=== QUOTED PASSAGE ===

All transactions with TUA are bare in the sense that they are stripped of any of the modifiers that might normally amplify transactions with X. Basic income paid from TUA to all other users is in proportion to the total users on the network, and TUA's balance. In this way, the basic user income is also a measure of the general health of the overall network.

Discussion

The set of transactions described in the Strangecoin protocol motivate an incentive structure that is quite different from that of traditional currencies. I'll discuss some of these incentives and their impact below.

Most immediately, Strangecoin transactions are amplified by the network of economic relations employed by each party to the transaction. For this reason, the impact of a transaction isn't simply a matter of what is being traded and for how much. It also matters who you are trading with and their ongoing economic relations, which may have an important impact on the value of the transaction. This is the case even though Strangecoin are entirely fungible and Strangecoin transactions can be conducted pseudonymously.

Strangecoin is "backwards compatible" with traditional currencies, in that it supports the normal method of exchanging goods and services for some discrete quantity of coin in the form of a one-time payment. However, the other transaction types allow for much deeper forms of economic dependencies over time, and explicit representations of one's contribution to one's economic community. These provide incentives to engage in transactions other than payment, for instance by some duration of support or coupling. Securing large payments in a single time step may have very little impact on one's overall income over time, and therefore may be less desirable to users than securing time-extended transactions of other types. Large payments also threaten to bring users close to their balance penalties, providing more incentive to manage economic relationship through other types of transaction.

The most important incentive in the network is the incentive to balance one's account, so that dB/dt is close to 0, and overall income matches overall expenses. If dB/dt is far from zero, then balance penalties start to become an issue. If X is at the account maximum, any additional income over that balance is forfeit to TUA. In this case, user Y has no incentive to give additional support to X, since that additional support is simply forfeit to TUA. Similarly, if X is at the account minimum, any additional expenses are drawn from TUA free of any modifiers. In this situation, user Y has no incentive to endorse X, since that endorsement is again forfeit. In these cases, the transfer of Strangecoin is below its potential, so users are less likely to engage in these transactions; in other words, balance penalties shrink the amplification of one's support network. Users nearing a penalty cannot acquire or dump their balance through TUA, so must arrange transactions with other users to manage their account. There may be income penalties on large balance transfers to prevent users authorizing large payments in order to avoid balance penalties.

===

● YOUR TASK
Continue the Strangecoin discussion above, starting right after its final sentence.

=== RECORDED INFORMATION ===

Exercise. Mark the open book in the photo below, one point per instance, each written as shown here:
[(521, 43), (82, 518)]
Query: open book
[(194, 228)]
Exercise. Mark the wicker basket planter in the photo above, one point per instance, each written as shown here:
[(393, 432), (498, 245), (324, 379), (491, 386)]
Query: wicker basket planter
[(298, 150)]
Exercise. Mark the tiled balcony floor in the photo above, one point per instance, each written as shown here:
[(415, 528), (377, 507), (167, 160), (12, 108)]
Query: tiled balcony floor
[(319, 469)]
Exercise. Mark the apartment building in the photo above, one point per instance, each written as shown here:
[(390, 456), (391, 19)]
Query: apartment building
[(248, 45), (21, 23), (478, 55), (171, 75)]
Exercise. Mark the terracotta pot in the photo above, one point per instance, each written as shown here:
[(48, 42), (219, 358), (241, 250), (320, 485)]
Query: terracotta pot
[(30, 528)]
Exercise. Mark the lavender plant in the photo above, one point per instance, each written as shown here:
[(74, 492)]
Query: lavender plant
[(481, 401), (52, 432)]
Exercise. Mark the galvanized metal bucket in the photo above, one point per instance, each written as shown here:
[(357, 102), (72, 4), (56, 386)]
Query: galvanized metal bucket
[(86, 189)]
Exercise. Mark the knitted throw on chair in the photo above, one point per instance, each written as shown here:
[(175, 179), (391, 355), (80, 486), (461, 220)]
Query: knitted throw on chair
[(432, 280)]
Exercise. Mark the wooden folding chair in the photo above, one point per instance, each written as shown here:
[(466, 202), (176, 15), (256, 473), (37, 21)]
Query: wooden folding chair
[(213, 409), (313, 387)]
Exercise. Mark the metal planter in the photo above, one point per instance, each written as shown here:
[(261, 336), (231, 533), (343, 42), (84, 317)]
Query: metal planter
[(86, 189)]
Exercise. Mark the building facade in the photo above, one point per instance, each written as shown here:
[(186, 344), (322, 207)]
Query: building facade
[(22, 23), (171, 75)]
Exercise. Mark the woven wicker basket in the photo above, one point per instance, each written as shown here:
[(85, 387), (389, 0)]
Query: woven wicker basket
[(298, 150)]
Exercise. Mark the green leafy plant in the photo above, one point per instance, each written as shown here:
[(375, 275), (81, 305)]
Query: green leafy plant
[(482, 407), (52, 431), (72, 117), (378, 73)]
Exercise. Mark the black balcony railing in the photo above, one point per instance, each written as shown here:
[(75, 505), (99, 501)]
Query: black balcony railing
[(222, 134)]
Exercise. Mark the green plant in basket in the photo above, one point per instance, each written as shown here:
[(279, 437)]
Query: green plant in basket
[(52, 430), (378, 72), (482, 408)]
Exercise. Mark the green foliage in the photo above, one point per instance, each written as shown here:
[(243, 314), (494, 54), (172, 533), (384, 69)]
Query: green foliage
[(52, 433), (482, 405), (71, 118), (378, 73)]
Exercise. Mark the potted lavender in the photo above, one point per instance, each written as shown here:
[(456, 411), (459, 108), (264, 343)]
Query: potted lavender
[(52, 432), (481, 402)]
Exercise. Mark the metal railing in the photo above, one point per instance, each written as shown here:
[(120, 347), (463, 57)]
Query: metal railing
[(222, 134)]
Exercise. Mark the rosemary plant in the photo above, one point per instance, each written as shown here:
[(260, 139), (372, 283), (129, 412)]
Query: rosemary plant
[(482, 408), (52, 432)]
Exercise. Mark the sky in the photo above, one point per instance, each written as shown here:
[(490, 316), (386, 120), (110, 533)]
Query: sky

===

● ANSWER TO THE TASK
Because of these balance constraints, the optimal strategy for all users (including TUA) is to keep income and expenses near a 1:1 ratio. This might be handled in the traditional ways, through careful budgeting and account management. But this can also be handled by managing one's economic support network through transactions other than payment that will keep one's account balanced. If X has sufficiently large income, they must take on equally sizable expenses to avoid balance penalties. These expenses can come in the form of support and endorsements for other members of the network X wishes to support and endorse, effectively growing the network on the basis of their prosperity. The converse holds for users with large expenses. For this reason, prosperity in Strangecoin is measured by a user's throughput of Strangecoins over time, and not their raw quantity at any given time. Users with large throughput also occupy central hubs in the network, and their role and influence in the economic activity of the network is given quantifiable significance with Strangecoin, which can be used for making high-level policy decisions concerning the management and ethics of collective economic action.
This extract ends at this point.